**EXERCISE INSTRUCTIONS:**
Your response should consist solely of the lines from the one containing "In this picture, where can the beige" through the end of the data, copied exactly.

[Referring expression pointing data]
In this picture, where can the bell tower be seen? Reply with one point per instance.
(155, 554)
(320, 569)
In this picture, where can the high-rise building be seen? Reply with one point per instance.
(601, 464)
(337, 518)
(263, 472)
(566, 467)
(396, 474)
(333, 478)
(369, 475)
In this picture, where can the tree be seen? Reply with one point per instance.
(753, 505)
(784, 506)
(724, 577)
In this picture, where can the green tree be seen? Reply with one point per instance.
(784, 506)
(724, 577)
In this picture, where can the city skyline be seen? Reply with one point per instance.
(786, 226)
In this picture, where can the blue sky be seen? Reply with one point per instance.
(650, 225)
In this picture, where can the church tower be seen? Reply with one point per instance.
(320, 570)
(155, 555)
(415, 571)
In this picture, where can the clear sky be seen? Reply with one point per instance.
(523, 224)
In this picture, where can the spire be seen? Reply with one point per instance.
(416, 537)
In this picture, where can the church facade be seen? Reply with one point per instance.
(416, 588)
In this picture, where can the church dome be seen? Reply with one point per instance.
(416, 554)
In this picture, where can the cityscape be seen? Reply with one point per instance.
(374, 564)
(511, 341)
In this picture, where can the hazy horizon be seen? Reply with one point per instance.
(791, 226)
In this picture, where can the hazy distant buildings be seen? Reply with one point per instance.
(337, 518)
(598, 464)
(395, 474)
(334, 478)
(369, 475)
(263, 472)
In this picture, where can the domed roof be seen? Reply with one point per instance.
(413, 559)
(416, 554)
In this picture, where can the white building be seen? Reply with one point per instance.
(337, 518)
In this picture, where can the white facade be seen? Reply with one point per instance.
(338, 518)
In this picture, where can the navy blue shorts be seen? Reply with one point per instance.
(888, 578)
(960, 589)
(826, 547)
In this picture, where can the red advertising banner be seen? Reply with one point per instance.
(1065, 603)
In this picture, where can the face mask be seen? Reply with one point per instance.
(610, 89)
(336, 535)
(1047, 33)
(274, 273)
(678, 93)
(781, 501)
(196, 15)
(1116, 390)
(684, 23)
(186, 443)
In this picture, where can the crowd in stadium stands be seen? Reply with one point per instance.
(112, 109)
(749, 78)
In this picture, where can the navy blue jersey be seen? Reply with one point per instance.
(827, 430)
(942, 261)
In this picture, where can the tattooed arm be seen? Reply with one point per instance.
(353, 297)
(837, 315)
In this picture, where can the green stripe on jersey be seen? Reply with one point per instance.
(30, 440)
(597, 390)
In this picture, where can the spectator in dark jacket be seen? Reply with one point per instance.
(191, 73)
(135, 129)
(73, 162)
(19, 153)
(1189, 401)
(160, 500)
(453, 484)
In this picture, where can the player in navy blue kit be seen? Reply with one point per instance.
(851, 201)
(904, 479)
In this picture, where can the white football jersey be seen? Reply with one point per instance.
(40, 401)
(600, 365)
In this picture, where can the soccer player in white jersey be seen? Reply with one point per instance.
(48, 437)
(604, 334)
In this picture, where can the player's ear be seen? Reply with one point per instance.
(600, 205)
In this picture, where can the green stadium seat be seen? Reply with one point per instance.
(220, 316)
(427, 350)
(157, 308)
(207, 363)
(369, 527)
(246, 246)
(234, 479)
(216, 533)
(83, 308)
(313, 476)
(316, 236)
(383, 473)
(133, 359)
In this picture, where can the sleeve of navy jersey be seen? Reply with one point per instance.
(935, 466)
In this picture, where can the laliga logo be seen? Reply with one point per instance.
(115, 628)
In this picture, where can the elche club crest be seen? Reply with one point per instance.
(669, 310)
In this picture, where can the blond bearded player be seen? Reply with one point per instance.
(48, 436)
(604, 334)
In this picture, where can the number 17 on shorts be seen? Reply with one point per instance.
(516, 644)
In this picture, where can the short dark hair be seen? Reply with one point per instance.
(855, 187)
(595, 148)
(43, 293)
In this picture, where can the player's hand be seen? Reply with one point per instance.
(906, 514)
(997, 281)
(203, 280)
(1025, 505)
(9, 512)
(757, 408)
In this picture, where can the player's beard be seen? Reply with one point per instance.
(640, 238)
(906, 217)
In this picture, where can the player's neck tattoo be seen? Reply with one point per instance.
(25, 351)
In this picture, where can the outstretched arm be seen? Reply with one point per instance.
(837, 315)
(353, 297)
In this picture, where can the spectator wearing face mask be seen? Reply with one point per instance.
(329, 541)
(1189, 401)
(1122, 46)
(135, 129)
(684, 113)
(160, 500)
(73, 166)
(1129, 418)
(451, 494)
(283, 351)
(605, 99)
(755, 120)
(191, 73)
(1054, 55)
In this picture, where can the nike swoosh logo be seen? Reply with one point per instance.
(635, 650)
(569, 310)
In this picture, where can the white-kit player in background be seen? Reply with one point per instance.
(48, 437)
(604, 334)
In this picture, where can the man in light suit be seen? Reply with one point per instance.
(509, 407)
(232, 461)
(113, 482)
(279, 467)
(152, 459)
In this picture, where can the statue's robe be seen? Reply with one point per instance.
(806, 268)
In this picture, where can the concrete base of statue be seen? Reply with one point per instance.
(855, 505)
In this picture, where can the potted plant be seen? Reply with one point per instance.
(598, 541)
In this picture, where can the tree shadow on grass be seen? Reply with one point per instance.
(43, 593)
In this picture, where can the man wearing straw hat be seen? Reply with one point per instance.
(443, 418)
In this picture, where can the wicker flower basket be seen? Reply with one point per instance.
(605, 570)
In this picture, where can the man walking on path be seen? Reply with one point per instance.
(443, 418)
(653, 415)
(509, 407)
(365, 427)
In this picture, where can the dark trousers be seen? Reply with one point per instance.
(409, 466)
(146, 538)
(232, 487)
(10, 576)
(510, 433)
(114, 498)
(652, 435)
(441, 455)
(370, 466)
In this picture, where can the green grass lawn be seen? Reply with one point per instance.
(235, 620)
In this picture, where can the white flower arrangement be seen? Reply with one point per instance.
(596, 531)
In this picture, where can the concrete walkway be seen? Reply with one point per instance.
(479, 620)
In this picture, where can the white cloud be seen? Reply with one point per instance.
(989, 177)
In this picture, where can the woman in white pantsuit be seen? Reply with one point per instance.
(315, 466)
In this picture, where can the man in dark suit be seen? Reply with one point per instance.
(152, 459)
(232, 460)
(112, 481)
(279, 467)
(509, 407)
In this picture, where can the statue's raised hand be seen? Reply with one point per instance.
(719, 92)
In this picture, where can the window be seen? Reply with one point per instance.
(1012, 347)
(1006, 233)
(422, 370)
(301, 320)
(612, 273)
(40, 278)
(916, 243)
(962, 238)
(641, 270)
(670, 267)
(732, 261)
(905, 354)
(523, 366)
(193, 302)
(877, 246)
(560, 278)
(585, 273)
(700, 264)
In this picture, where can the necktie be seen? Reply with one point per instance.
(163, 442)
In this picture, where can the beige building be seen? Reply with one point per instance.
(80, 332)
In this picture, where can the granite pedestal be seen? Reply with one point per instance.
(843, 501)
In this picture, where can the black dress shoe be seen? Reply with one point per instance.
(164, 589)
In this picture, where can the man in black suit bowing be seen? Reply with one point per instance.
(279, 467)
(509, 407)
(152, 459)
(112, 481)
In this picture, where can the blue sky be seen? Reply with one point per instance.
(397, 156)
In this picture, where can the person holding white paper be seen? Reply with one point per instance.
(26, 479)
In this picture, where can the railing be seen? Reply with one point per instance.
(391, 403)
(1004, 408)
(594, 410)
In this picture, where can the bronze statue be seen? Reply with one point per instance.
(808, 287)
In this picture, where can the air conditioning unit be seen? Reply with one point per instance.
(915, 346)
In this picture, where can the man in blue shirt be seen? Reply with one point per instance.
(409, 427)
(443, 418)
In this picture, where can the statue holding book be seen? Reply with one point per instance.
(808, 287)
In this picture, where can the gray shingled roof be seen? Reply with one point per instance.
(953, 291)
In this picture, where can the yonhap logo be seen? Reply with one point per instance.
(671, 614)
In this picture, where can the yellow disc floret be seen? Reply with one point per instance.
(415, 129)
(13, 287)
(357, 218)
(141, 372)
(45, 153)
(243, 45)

**PROBLEM SOLUTION:**
In this picture, where can the beige building be seen? Reply with one point per instance.
(80, 332)
In this picture, where can the granite pedestal be seen? Reply with one point per instance.
(843, 501)
In this picture, where can the black dress shoe be seen? Reply with one point per instance.
(164, 589)
In this picture, where can the man in black suit bowing be seen? Reply with one point per instance.
(279, 467)
(509, 407)
(152, 459)
(112, 481)
In this picture, where can the blue sky be seen? Reply with one point per instance.
(397, 156)
In this picture, where can the person holding white paper be seen? Reply with one point per instance.
(26, 479)
In this picture, where can the railing be seen? Reply with one point per instance.
(391, 403)
(1004, 408)
(594, 410)
In this picture, where can the bronze statue be seen? Reply with one point per instance.
(808, 287)
In this picture, where can the air conditioning unit be seen? Reply with one point per instance.
(915, 346)
In this picture, where can the man in blue shirt be seen? Reply with one point per instance.
(409, 427)
(443, 418)
In this picture, where can the statue holding book be seen? Reply with one point per instance.
(808, 287)
In this picture, where can the gray shingled roof be seen? Reply with one point per instance.
(953, 291)
In this picture, where can the yonhap logo be seen? Reply with one point per instance.
(671, 614)
In this picture, where can the yellow disc floret be seen? Reply with one point per instance.
(415, 129)
(13, 287)
(357, 218)
(141, 372)
(45, 153)
(243, 45)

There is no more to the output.